◆ **STATED PROBLEM**: Reproduce the part of the exhibition passage below, word for word, starting at "To quote from" and ending at "erasure and renaissance.".

◆ **SOURCE EXCERPT**:
The works in the show were largely inspired by a recent trip the artist made to her ancestral country at Lawn Hill Gorge and Riversleigh Station with her family. Other works were inspired by a residency at the Pink Palace, Julalikari Council, Tennant Creek working with Aboriginal women. Some of the works on canvas were started there and they hold the earth from that region. Another piece recalls the Connistan Massacre and other such incidents in Australia's history.
To quote from the catalogue essay by Hannah Fink: The notion of country is central to any understanding of Aboriginality, whether in presence or, as for the many Aboriginal people separated from their ancestral land, in absence. Much of Judy Watson’s work is characterised precisely by a dynamic of presence and absence, whether through use of relief and resist methods of print or mark-making, depiction of the motifs of fossils, shells, vessels and islands, or allusion to the relation of past and present, remembrance and forgetting, erasure and renaissance.

◆ **DATASET ROWS**:
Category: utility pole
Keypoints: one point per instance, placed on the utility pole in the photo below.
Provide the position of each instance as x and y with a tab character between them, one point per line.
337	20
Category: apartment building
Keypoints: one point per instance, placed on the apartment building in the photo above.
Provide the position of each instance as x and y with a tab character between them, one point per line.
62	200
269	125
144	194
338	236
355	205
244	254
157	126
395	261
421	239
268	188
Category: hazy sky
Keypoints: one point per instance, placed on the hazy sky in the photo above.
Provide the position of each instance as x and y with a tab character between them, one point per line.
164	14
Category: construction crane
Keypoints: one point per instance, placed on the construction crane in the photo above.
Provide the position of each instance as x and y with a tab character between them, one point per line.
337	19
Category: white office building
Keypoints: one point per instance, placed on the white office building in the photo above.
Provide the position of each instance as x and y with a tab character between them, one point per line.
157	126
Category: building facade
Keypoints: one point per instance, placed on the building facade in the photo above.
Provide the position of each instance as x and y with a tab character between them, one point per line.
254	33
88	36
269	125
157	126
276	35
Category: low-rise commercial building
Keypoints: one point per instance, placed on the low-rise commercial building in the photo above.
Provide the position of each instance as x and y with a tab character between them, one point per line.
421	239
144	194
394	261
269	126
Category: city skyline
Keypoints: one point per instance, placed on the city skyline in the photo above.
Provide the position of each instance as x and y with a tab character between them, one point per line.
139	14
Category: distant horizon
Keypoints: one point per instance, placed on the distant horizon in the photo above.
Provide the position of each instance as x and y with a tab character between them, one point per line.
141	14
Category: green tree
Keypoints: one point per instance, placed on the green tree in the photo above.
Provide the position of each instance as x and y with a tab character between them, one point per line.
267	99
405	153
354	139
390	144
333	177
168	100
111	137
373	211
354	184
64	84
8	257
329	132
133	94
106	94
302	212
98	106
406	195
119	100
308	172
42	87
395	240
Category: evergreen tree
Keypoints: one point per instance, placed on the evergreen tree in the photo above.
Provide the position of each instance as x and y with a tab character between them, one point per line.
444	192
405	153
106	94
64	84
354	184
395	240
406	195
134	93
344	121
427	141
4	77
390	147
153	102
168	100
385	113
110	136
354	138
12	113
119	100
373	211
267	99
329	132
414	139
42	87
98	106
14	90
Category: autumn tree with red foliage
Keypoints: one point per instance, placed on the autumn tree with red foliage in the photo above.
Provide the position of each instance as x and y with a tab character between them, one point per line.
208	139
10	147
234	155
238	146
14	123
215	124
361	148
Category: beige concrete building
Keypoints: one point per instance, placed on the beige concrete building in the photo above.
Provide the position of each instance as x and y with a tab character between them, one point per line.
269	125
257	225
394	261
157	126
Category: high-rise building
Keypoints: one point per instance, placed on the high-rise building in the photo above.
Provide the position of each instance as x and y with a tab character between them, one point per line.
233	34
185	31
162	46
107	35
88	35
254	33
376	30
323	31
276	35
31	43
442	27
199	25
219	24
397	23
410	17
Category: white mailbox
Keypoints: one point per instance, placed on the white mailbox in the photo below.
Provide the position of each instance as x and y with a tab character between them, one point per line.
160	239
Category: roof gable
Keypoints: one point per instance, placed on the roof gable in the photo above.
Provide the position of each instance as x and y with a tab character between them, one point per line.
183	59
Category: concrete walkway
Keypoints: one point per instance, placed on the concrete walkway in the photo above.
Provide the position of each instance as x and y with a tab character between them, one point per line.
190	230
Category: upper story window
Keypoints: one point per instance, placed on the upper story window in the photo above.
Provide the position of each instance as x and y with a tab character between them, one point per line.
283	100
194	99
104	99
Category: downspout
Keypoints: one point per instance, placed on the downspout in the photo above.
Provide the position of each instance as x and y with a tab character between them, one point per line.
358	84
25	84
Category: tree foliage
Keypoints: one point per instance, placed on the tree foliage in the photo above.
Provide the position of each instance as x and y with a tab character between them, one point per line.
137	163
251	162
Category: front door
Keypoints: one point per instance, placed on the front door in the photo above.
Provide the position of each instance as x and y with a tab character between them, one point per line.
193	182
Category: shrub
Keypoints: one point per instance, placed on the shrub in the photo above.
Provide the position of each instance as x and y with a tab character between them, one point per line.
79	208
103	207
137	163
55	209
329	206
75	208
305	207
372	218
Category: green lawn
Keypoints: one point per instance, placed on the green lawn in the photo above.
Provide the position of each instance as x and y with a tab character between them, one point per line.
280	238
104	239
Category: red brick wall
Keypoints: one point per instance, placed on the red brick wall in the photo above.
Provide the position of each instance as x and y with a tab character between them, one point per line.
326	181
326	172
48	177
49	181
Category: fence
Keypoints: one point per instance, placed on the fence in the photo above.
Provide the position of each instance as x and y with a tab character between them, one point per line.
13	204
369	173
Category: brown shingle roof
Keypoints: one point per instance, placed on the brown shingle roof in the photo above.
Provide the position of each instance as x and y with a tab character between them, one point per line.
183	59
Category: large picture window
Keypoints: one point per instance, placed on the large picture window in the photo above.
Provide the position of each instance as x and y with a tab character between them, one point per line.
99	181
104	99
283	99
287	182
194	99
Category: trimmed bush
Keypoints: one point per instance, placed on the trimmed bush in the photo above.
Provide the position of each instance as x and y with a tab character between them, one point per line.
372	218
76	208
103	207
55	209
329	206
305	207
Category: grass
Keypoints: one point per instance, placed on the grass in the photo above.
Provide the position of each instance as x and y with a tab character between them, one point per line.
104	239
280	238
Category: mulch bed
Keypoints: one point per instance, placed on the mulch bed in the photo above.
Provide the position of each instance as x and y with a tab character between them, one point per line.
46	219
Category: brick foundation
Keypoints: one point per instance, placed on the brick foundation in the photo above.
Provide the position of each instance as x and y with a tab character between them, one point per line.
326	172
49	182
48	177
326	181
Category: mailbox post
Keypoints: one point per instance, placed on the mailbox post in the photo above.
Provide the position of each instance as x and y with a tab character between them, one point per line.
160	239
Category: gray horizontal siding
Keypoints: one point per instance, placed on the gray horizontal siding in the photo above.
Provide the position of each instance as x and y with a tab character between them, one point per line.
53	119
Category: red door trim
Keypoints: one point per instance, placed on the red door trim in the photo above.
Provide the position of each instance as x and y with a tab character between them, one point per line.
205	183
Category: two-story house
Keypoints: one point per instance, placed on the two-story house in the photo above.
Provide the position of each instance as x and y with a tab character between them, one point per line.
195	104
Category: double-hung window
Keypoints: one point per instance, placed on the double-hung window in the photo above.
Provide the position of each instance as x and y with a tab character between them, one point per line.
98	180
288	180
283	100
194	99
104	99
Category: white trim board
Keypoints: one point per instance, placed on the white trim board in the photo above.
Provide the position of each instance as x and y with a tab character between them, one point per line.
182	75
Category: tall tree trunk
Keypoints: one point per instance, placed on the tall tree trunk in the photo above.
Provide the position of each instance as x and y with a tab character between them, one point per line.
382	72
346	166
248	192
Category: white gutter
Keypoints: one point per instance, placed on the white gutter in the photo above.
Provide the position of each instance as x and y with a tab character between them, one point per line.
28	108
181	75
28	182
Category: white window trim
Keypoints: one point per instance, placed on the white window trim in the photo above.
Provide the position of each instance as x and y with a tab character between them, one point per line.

◆ **TASK RESULT**:
To quote from the catalogue essay by Hannah Fink: The notion of country is central to any understanding of Aboriginality, whether in presence or, as for the many Aboriginal people separated from their ancestral land, in absence. Much of Judy Watson’s work is characterised precisely by a dynamic of presence and absence, whether through use of relief and resist methods of print or mark-making, depiction of the motifs of fossils, shells, vessels and islands, or allusion to the relation of past and present, remembrance and forgetting, erasure and renaissance.